▶ **SECCIÓN DE TEXTO**
..............................

En la calma del encierro, como en el desierto, tengo la oportunidad de hacer memoria acerca de cuántas veces han sido tocados mi cuerpo y mi alma por la gracia, la misma que a Ella por voluntad del Padre la llenó para compartirla con nosotros los enfermos, los pecadores. Sus ojos misericordiosos no se apartan de cada uno sus hijos, como en el Calvario estuvieron pendientes del Hijo, a Quien sus manos recibieron para entregarle desde su corazón traspasado la serena compasión que sana.

Nacido como hijo de la carne, estuve ciego, con la fe de mis padres fui llevado a la pila bautismal donde por el agua y el Espíritu Santo recibí gratuitamente una vida nueva, mis ojos se abrieron a la vida de la fe, un saludable inicio que me permite disfrutar de la libertad y el gozo de los hijos de Dios y de María.

Manchado, apestado por el pecado, en el transcurso de mi vida, tocado por el dolor y arrepentido, vuelve un corazón nuevo a latir en mi cuerpo por la gracia del perdón que el Redentor derrama sobre mi pobre cuerpo y alma limpiándome para una alegría que no cesa y me dispone, con la acción y el ejemplo de la Madre de Misericordia, a servir con sencillez en la comunidad de los hermanos.

..............................

▶ **DATOS DE ORIGEN**
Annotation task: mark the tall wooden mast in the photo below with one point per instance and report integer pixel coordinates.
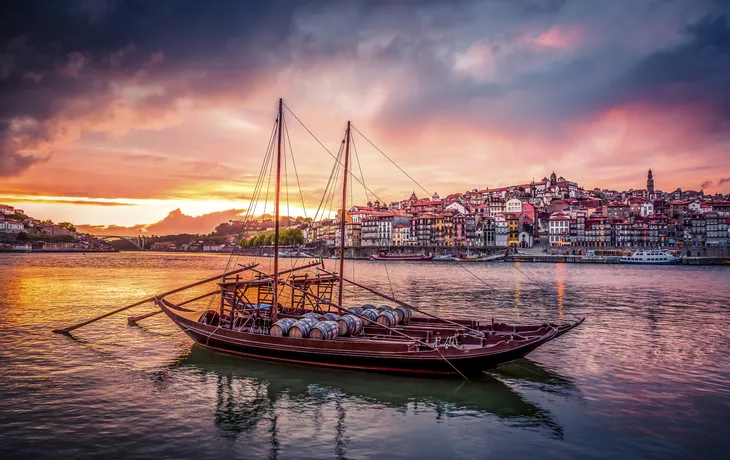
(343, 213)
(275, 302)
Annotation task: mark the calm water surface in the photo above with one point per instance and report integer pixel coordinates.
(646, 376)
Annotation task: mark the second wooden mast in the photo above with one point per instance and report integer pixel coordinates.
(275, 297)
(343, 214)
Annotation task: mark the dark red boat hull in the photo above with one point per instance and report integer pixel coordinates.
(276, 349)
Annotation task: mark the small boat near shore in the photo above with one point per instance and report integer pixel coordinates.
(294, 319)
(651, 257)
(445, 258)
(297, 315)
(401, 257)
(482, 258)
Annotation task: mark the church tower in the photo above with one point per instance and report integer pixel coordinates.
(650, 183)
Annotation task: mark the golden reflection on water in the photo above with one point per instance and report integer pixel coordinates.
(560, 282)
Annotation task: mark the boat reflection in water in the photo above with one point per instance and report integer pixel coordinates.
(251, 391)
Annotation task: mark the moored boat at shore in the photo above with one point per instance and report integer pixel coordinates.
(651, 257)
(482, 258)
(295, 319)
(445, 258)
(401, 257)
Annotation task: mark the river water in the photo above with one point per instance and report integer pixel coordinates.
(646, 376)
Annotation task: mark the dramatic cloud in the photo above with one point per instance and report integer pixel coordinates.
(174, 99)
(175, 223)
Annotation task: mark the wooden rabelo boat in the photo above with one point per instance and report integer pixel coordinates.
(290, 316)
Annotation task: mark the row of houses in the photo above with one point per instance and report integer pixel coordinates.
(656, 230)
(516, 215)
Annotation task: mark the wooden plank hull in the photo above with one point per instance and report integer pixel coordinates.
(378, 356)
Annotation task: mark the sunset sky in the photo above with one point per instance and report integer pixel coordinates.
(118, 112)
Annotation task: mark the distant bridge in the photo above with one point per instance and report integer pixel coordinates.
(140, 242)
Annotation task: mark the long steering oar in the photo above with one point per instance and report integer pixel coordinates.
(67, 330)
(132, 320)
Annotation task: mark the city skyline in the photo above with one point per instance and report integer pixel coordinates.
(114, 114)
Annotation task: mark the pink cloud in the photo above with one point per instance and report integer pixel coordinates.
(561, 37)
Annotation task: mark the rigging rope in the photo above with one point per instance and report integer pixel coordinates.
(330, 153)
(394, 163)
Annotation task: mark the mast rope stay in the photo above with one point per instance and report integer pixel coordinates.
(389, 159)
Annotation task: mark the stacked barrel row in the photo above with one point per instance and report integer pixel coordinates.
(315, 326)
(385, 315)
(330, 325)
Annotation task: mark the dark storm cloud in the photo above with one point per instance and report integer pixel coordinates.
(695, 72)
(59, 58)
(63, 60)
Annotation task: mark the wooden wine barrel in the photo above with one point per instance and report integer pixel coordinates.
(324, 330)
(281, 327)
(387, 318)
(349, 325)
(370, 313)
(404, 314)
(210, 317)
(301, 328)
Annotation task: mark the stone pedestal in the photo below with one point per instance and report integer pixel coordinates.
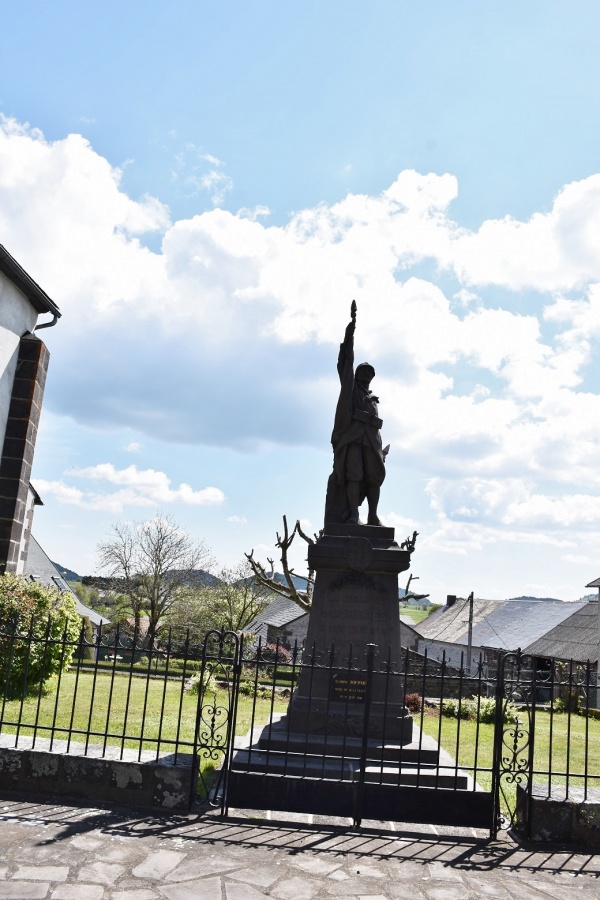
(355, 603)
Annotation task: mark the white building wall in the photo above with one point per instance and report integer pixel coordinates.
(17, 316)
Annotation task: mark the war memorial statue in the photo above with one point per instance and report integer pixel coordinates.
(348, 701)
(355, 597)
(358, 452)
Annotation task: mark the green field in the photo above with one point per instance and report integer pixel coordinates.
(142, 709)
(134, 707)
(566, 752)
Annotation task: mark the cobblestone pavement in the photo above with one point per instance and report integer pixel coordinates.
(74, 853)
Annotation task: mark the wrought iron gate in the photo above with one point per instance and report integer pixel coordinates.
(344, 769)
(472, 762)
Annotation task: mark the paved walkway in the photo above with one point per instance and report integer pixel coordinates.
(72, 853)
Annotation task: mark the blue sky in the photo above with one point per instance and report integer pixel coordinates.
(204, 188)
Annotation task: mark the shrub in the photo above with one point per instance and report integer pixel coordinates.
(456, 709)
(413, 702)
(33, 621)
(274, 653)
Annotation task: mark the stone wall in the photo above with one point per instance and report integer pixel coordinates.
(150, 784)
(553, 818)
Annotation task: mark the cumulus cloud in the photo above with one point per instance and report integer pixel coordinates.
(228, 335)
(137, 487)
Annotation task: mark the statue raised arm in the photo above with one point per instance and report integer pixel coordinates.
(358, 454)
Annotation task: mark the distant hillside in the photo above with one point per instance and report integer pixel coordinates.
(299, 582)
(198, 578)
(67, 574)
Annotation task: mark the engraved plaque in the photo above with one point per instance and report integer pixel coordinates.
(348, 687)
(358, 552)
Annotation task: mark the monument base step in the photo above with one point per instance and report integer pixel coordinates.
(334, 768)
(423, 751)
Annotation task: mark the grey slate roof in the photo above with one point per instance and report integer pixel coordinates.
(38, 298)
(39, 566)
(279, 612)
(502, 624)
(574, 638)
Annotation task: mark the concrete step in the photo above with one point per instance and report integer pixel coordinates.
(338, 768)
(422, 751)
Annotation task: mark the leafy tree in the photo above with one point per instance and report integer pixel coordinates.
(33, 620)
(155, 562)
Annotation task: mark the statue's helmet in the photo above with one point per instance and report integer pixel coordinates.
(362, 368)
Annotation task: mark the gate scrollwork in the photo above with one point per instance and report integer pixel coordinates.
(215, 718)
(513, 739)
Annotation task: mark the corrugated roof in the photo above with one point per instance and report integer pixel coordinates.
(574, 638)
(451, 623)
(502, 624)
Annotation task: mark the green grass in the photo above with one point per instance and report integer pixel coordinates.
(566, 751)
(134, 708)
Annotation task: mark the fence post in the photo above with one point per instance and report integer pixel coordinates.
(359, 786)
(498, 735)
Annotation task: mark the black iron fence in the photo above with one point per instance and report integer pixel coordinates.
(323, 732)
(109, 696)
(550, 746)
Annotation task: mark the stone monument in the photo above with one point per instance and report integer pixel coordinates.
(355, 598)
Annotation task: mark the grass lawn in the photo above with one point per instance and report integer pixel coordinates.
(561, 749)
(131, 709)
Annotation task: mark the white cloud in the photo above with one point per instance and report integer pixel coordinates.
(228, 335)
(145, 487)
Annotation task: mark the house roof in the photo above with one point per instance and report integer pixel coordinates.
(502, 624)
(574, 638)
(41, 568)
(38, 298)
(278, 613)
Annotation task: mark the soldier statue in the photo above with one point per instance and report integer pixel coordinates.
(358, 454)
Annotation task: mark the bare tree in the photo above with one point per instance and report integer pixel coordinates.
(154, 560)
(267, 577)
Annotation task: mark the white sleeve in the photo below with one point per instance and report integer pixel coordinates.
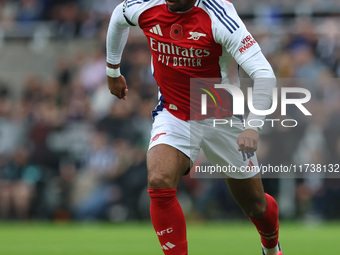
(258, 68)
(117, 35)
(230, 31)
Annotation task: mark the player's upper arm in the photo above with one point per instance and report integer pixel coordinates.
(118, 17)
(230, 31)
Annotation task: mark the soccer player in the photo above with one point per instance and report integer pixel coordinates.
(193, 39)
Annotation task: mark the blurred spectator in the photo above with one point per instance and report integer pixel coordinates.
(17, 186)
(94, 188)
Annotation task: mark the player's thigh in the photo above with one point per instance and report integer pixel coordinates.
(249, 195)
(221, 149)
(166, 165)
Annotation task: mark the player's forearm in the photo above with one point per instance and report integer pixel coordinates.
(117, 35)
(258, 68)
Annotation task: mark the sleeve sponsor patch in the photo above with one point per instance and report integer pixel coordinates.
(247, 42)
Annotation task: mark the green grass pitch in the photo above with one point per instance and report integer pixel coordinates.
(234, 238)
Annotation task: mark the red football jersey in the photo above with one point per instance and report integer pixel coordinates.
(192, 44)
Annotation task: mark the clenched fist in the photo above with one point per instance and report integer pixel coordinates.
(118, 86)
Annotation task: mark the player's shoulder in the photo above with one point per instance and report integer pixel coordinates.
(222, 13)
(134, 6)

..............................

▶ **REQUISITOS DEL EJERCICIO**
• 1. Según la reflexión sobre la gracia, ¿qué se recibió en la pila bautismal por el agua y el Espíritu Santo?
• 2. En la reflexión sobre la gracia, enumere los participios que describen el estado de quien habla al comienzo del último párrafo, antes de "vuelve un corazón nuevo".
• 3. Prolongue la reflexión sobre la gracia a partir de su última oración.
Los datos constituyen un material aparte, sin relación con la reflexión sobre la gracia.

▶ **TAREAS RESUELTAS**
• 1. Se recibió gratuitamente una vida nueva.

• 2. Manchado, apestado (por el pecado), tocado (por el dolor), arrepentido.

• 3.
Tímido, débil, con dudas y miedo, el Espíritu Santo, como en Pentecostés, sigue renovando a la familia de Dios para hacerme testigo y misionero, con la fuerza y el fuego. Así la dinámica de la nueva creación se renueva con la guía de la Estrella que me permite trabajar contento por la extensión del Reino de Dios. No hay enfermedad que nos detenga, Ella saludablemente nos acompaña.

Hambre y sed, un organismo no aguanta si no es socorrido por el milagro de la multiplicación del amor que se parte y comparte; es el alimento de la Cena que me compromete a la adoración y solidaridad y llena mis días de una presencia que acompaña mi júbilo y hace presente el recuerdo de toda madre que, como María, procura el alimento para sus hijos, aun a costa de su propia vida. Así fui preparado para recibir el Pan que da la Vida.

En medio de un mundo que se debate por aniquilar la vida, veo el testimonio de un hombre y una mujer que con un sano consentimiento irradian el amor que fecunda y continúan colaborando en la transmisión de la vida como padres y madres con la esperanza de un mundo mejor. ¿Acaso no está la mano de la Madre del Amor Hermoso bendiciendo también ese «Sí»?

Como ovejas sin pastor quedamos una vez que falleció el cura párroco de mi pueblo. Ante la desgracia, una comunidad en alerta, bajo el amparo de María, rogó hasta que el Señor nos mandó a un joven sacerdote que aun con el óleo fragante de sus manos ungidas por el obispo nos bendijo y bendice con la gracia y ternura de una mamá que cuida a sus hijos, o un pastor o Pastora Divina que nos conduce; entonces volvió la serenidad, caminamos seguros, confiados hacia las verdes praderas.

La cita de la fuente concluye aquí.